What you will do
(1) Pick out each line of the records below that contains the word "rocky".
(2) Write the next part of the passage on the artist Sandy Pitjara Hunter, carrying on from its final sentence.

Given passage
'''

Born in 1953 on MacDonald Downs into the Alyawarr tribe, Sandy Pitjara Hunter lived in the Utopia region with his extended family all his life until his death this year in July 2025. He has often been greatly admired for his fine and precise dotwork and masterful use of colour. His Dreaming is Caterpillar (Atlerlayt) which was passed down to him from his father and his paintings depict an aerial view of his country as created by the Caterpillar Ancestor. He maintained the classical men’s tradition of meticulously laid out geometric lines and circles representing the tracks and marks of the Ancestral journeys.His distinctive work consists of hundreds of thousands of carefully executed minute dots in a broad harmony of colour.
Sandy was also a fine sculptor and carves animals such as echidna, birds, iguanas from the wood of the native Bean Tree.

'''

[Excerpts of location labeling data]
'''

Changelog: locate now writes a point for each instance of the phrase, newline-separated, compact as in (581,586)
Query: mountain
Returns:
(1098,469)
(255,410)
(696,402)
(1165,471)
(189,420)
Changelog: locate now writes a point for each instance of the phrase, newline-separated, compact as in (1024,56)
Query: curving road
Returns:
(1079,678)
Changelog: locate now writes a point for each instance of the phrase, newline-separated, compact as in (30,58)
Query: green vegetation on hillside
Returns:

'''
'''

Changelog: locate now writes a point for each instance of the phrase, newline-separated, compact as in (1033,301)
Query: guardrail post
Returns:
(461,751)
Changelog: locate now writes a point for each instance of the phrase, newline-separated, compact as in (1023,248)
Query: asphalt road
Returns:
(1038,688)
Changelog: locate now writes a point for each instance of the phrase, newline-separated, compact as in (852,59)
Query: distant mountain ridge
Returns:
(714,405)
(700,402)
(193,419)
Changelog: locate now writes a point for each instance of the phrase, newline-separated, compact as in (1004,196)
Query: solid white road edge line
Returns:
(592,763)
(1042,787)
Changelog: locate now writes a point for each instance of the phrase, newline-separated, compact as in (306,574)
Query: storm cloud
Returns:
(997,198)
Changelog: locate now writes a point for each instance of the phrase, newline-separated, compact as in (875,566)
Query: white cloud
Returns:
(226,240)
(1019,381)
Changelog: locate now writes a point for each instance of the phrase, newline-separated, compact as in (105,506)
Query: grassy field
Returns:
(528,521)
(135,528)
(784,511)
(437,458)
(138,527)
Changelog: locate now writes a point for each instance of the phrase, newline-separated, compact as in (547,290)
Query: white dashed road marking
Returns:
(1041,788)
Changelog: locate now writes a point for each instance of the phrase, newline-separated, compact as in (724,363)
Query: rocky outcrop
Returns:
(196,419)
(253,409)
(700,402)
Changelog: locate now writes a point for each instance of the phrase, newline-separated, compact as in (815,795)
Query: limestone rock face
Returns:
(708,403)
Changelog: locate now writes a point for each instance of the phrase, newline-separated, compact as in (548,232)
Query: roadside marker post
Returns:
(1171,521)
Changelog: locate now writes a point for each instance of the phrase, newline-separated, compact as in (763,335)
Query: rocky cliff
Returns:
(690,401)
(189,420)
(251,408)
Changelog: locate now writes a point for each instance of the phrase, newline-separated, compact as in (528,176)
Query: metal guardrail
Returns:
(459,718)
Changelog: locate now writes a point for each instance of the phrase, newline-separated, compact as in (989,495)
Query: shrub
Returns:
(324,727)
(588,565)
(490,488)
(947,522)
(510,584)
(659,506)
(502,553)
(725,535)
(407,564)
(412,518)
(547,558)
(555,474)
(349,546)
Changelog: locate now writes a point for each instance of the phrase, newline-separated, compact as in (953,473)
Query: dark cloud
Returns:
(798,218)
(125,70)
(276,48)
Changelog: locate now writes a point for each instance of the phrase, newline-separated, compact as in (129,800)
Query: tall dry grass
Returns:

'''

Solved tasks
(1)
Query: rocky outcrop
Query: rocky cliff

(2)
These beautifully detailed works which stand on their own black pedestals have been hand-carved from the wood of the local native Bean Tree (erythrina vespertilio). Sandy Pitjara Hunter worked from a large section of the tree-trunk and used various chisels to shape it. He then applied feathery strokes to the head and dotting to the torso in various shades of polymer acrylic paint.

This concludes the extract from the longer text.